What you need to do: Render the lines below as a Markdown table with the columns Row and Text, numbering each row and omitting any blank lines.

Extracted records:
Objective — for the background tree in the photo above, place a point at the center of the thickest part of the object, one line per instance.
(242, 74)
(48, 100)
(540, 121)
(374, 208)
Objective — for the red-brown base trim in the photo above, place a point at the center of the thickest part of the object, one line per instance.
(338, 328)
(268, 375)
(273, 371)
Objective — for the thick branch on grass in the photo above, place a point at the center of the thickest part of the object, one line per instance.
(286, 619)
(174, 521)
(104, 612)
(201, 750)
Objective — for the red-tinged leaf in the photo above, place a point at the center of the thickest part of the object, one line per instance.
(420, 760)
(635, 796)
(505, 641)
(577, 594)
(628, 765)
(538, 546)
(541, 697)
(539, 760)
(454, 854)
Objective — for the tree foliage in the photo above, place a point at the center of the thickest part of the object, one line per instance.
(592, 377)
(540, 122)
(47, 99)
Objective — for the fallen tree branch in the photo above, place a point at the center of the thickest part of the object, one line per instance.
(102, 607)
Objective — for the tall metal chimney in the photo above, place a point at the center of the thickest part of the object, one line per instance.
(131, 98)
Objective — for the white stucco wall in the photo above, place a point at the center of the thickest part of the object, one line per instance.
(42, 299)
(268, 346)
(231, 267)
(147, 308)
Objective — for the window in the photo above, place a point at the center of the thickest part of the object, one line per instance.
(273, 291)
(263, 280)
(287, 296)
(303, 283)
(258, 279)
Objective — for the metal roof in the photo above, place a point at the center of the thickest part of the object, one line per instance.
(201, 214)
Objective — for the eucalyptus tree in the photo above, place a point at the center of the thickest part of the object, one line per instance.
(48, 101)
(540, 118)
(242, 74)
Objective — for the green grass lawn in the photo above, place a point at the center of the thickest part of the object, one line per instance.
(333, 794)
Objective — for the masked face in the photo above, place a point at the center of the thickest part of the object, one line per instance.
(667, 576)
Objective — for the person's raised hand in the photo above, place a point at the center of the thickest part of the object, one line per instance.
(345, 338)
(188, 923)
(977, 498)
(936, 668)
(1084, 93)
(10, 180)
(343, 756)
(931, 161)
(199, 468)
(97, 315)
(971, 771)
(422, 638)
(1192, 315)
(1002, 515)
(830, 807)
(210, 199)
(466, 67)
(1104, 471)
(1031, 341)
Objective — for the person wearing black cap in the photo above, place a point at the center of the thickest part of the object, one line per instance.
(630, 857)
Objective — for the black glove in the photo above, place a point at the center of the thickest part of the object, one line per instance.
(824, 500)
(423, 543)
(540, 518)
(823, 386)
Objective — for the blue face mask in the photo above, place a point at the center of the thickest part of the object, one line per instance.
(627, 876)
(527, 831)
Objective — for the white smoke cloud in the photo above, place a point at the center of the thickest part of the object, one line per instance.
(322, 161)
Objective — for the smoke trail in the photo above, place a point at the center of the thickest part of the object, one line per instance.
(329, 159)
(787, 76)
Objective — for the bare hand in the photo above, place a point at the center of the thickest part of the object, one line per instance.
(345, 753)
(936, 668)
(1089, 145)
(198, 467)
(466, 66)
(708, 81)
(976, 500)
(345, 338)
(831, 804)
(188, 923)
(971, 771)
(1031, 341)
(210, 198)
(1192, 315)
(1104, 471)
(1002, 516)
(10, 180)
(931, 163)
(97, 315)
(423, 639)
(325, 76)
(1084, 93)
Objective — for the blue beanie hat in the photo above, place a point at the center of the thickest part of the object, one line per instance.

In response:
| Row | Text |
|---|---|
| 1 | Objective — for the background tree in the photo above, place a point at the center of the thickest part of the object, one line per instance. |
| 2 | (242, 74) |
| 3 | (48, 100) |
| 4 | (540, 121) |
| 5 | (374, 208) |
| 6 | Objective — for the red-brown base trim in the photo above, place a point at the center of the thickest part of the object, one line per instance. |
| 7 | (338, 328) |
| 8 | (268, 375) |
| 9 | (273, 371) |
| 10 | Objective — for the thick branch on grass in the photo above, place a point at the center of the thickest part of the object, one line per instance. |
| 11 | (286, 619) |
| 12 | (174, 521) |
| 13 | (104, 612) |
| 14 | (201, 750) |
| 15 | Objective — for the red-tinged leaf in the photo above, place a point at the center of the thickest part of the object, one line per instance. |
| 16 | (420, 760) |
| 17 | (635, 796) |
| 18 | (505, 641) |
| 19 | (577, 594) |
| 20 | (628, 765) |
| 21 | (538, 546) |
| 22 | (541, 697) |
| 23 | (539, 760) |
| 24 | (454, 854) |
| 25 | Objective — for the tree foliage in the photo above, place a point at the center of the thickest part of the object, one line per instance. |
| 26 | (592, 377) |
| 27 | (540, 122) |
| 28 | (47, 99) |
| 29 | Objective — for the fallen tree branch in the photo above, place a point at the center of the thickest part of the object, one line per instance. |
| 30 | (102, 607) |
| 31 | Objective — for the tall metal chimney in the photo above, place a point at the center of the thickest part of the object, one line per instance. |
| 32 | (131, 98) |
| 33 | Objective — for the white stucco wall in the photo above, place a point at the center of the thickest part of the object, one line per instance. |
| 34 | (42, 299) |
| 35 | (268, 346) |
| 36 | (231, 267) |
| 37 | (147, 308) |
| 38 | Objective — for the window in the photo above, place a point at the center of the thickest part of the object, one line per instance. |
| 39 | (273, 291) |
| 40 | (263, 280) |
| 41 | (287, 296) |
| 42 | (303, 283) |
| 43 | (258, 279) |
| 44 | Objective — for the metal roof in the photo above, place a point at the center of the thickest part of the object, one line per instance. |
| 45 | (201, 214) |
| 46 | Objective — for the eucalyptus tree in the photo above, place a point at the center of the thickest part of the object, one line per instance. |
| 47 | (48, 101) |
| 48 | (540, 118) |
| 49 | (242, 74) |
| 50 | Objective — for the green grass lawn in the photo above, place a point at the center of the thickest part of the object, one line per instance. |
| 51 | (333, 794) |
| 52 | Objective — for the masked face in the photo above, place a point at the center of the thickest part of the object, one line per instance. |
| 53 | (667, 576) |
| 54 | Objective — for the person's raised hand in the photo above, place a point at the center of the thickest part of the object, one line per instance. |
| 55 | (345, 338) |
| 56 | (188, 923) |
| 57 | (977, 498) |
| 58 | (936, 668) |
| 59 | (1084, 93) |
| 60 | (10, 180) |
| 61 | (343, 756) |
| 62 | (931, 161) |
| 63 | (199, 468) |
| 64 | (97, 315) |
| 65 | (971, 771) |
| 66 | (422, 638) |
| 67 | (1192, 315) |
| 68 | (1002, 515) |
| 69 | (830, 807) |
| 70 | (210, 199) |
| 71 | (466, 67) |
| 72 | (1104, 471) |
| 73 | (1031, 341) |
| 74 | Objective — for the person wearing black cap in the photo above, place a point at the center of the thickest part of the object, one line per instance. |
| 75 | (630, 857) |
| 76 | Objective — for the black glove in the photo above, place a point at the center of the thickest part of the object, one line per instance. |
| 77 | (824, 500) |
| 78 | (423, 543) |
| 79 | (540, 518) |
| 80 | (823, 386) |
| 81 | Objective — for the blue face mask in the photo above, place a point at the center of the thickest part of the object, one line per instance. |
| 82 | (627, 876) |
| 83 | (527, 831) |
| 84 | Objective — for the white smoke cloud in the photo above, place a point at the center of the thickest part of the object, one line per instance. |
| 85 | (322, 161) |
| 86 | Objective — for the smoke trail in the photo above, place a point at the center of the thickest part of the object, one line per instance. |
| 87 | (329, 159) |
| 88 | (787, 76) |
| 89 | Objective — for the bare hand in the photo above, place a point at the center of the thickest part of the object, one line per instance. |
| 90 | (345, 753) |
| 91 | (936, 668) |
| 92 | (1089, 145) |
| 93 | (198, 467) |
| 94 | (466, 66) |
| 95 | (708, 81) |
| 96 | (976, 500) |
| 97 | (345, 338) |
| 98 | (831, 804) |
| 99 | (188, 923) |
| 100 | (971, 771) |
| 101 | (1031, 341) |
| 102 | (210, 198) |
| 103 | (1192, 315) |
| 104 | (1104, 471) |
| 105 | (1002, 516) |
| 106 | (10, 180) |
| 107 | (931, 163) |
| 108 | (97, 315) |
| 109 | (423, 639) |
| 110 | (325, 76) |
| 111 | (1084, 93) |
| 112 | Objective — for the blue beanie hat in the photo above, place a point at the center of the thickest part of the object, one line per instance. |